Stored data:
****************************************

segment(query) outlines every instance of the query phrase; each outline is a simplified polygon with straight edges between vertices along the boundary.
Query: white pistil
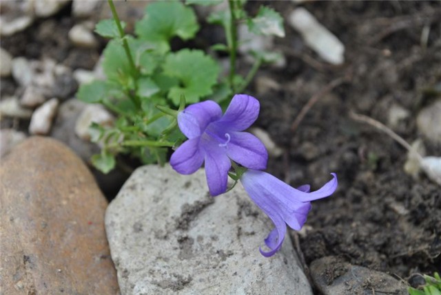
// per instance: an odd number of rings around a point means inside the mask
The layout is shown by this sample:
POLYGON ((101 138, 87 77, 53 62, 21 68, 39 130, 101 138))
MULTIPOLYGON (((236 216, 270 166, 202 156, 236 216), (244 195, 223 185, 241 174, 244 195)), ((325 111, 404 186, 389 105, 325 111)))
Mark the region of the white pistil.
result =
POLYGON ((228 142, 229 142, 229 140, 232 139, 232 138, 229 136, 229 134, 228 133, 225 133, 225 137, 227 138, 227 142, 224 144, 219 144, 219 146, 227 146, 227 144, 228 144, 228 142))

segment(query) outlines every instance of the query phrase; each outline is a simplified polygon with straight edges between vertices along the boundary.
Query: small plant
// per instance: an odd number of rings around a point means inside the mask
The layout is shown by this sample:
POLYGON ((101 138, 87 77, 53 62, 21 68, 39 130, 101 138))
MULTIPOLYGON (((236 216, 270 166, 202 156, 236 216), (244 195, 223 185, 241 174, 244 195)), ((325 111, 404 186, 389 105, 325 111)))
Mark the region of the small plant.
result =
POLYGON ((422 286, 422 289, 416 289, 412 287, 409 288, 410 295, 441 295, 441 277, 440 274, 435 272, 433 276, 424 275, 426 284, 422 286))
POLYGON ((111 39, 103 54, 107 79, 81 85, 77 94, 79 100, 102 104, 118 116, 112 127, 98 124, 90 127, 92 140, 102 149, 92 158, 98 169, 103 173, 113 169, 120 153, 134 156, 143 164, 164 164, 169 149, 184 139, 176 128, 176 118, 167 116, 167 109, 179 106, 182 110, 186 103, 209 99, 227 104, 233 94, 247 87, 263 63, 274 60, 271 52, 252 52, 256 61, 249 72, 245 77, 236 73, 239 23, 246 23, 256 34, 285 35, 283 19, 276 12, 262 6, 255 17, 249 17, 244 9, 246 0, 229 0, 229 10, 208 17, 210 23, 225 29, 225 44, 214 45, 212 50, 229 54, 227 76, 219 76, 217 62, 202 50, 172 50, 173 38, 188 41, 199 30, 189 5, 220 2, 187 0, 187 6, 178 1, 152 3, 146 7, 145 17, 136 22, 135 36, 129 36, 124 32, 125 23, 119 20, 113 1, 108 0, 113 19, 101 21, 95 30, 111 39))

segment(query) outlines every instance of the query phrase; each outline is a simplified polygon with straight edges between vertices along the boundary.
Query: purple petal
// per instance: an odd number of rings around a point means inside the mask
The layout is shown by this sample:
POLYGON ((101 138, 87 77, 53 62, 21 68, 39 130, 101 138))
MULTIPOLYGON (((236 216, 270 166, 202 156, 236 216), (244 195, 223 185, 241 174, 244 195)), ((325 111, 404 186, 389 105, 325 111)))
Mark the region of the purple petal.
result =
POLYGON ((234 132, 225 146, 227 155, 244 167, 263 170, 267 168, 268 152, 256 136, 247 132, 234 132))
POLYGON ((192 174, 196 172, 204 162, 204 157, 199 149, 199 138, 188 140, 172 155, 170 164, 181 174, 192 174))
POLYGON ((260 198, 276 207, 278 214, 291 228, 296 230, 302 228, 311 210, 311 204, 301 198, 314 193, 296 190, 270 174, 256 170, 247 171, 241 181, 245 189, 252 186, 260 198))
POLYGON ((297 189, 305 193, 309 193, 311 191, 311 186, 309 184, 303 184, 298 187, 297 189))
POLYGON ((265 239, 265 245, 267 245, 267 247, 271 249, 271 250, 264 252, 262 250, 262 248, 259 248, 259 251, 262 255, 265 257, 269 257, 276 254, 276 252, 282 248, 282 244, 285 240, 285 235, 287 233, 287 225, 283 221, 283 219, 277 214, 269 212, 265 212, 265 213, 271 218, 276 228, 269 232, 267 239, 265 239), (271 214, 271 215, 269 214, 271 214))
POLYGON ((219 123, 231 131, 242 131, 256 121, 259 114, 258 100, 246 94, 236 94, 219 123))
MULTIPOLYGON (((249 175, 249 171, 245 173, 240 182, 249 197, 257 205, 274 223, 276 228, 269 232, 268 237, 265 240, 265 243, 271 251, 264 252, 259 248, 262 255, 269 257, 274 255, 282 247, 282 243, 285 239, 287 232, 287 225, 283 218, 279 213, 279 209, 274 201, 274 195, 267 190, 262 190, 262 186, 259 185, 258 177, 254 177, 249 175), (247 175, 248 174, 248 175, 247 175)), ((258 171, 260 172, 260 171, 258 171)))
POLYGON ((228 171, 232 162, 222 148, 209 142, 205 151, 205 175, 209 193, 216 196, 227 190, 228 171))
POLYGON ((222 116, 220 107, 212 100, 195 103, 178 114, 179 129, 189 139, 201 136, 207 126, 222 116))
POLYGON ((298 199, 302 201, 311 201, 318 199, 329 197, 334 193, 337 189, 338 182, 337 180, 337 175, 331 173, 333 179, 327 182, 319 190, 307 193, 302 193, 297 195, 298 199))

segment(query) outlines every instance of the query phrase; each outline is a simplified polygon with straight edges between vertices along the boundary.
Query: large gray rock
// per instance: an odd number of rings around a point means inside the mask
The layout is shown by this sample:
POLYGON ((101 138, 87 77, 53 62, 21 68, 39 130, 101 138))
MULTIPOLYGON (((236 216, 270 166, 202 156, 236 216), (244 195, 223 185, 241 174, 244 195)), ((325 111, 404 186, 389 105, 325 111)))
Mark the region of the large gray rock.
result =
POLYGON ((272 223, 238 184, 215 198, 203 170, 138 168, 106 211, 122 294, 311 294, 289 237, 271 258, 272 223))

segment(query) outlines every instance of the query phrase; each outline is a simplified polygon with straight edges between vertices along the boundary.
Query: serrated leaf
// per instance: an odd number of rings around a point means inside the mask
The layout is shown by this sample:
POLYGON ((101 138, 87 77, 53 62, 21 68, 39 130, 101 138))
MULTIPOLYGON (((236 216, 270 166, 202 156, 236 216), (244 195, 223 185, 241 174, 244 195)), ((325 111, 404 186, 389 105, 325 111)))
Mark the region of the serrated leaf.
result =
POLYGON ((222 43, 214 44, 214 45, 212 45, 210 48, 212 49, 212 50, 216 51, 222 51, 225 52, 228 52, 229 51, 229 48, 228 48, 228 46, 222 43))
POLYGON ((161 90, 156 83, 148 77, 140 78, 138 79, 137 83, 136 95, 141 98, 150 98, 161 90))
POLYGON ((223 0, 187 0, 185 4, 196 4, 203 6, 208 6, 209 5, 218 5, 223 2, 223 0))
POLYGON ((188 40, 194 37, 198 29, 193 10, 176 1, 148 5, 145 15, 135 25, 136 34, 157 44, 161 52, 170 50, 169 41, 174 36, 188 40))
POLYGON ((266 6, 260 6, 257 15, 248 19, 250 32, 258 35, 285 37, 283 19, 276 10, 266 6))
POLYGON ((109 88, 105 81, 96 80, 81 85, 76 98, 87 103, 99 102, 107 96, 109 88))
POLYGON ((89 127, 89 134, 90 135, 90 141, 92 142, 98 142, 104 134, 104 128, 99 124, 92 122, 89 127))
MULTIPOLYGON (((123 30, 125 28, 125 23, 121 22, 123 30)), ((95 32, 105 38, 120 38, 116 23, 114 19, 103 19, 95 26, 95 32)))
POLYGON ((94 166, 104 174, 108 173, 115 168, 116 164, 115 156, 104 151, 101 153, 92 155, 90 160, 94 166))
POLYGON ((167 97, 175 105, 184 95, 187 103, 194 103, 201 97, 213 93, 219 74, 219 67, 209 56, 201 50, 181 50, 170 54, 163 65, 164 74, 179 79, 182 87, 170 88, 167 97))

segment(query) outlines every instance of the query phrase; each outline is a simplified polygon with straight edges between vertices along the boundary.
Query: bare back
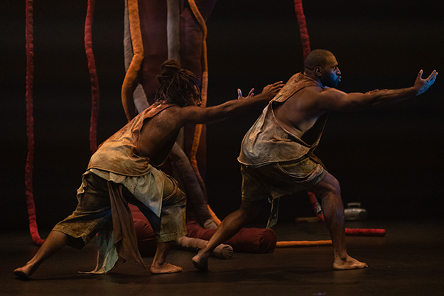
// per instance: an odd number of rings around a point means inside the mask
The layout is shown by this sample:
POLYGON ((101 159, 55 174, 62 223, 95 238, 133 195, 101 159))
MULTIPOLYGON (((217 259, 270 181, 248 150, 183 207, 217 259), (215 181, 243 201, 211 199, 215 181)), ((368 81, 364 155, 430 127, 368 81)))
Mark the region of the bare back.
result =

****************************************

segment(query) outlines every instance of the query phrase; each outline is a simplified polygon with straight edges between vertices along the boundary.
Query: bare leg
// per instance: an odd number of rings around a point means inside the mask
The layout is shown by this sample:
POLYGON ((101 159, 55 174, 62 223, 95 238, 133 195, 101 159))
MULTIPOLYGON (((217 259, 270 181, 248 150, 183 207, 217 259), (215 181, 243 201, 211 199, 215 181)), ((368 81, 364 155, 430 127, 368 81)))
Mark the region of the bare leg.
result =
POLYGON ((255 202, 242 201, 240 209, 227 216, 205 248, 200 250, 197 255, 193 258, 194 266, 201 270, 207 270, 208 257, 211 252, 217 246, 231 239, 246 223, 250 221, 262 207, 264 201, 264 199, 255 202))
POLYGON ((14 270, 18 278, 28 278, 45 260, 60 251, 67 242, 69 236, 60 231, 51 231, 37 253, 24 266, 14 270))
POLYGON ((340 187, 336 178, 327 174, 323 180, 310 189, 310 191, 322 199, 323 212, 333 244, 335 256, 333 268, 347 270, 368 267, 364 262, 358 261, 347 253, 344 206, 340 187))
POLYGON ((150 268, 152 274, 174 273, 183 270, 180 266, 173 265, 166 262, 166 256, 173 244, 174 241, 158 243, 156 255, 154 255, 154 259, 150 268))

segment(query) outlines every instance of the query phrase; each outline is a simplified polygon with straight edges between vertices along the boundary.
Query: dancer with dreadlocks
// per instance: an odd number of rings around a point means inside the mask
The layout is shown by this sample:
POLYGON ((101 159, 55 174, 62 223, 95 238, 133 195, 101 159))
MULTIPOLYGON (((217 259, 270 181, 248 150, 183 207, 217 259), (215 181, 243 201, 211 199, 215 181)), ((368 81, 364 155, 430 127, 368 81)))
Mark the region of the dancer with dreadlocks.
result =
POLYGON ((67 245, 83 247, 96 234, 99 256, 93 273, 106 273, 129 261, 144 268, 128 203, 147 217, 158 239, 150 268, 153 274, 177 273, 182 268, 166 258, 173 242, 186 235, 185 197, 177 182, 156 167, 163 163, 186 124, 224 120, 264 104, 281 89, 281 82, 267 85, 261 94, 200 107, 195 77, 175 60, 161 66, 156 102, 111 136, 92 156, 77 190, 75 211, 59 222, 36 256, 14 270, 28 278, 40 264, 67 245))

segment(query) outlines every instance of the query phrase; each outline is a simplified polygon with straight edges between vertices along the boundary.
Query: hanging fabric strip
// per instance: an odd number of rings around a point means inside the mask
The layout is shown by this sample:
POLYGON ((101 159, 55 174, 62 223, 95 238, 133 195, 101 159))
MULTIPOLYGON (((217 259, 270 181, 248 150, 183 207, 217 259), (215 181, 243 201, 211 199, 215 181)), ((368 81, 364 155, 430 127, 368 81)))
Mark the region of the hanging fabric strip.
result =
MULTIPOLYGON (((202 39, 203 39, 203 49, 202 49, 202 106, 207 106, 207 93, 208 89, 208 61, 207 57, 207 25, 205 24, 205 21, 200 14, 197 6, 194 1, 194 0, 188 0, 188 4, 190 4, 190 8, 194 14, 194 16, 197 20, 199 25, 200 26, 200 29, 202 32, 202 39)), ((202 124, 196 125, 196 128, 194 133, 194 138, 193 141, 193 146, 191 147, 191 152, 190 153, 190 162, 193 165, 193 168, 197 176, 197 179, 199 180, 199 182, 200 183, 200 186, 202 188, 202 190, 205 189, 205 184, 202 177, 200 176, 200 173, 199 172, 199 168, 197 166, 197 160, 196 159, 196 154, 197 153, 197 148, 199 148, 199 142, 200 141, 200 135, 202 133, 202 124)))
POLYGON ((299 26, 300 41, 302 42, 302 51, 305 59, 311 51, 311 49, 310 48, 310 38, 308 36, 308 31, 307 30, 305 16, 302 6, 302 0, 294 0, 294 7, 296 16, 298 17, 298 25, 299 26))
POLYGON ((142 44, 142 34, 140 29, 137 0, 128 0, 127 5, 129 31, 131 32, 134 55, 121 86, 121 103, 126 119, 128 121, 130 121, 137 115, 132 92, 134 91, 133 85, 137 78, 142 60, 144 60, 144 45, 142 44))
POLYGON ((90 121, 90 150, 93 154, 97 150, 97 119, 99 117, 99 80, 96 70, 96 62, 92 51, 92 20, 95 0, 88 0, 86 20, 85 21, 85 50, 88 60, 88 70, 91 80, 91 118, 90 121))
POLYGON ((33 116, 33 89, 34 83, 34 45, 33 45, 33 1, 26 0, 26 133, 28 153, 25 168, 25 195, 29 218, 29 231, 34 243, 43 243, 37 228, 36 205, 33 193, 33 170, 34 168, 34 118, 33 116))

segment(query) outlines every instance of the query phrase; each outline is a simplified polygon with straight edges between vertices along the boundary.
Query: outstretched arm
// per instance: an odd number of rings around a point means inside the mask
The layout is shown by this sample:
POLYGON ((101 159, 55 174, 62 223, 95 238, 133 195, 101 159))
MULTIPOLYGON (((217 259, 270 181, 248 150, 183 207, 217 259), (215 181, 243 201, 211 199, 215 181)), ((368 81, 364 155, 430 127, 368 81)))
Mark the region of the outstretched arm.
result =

****************************************

Task to complete = Which lines in the stored data above contain the word "leaf"? Copy each of them, treating uppercase and lowercase as different.

Written solution =
Query: serrated leaf
Mark the region of the serrated leaf.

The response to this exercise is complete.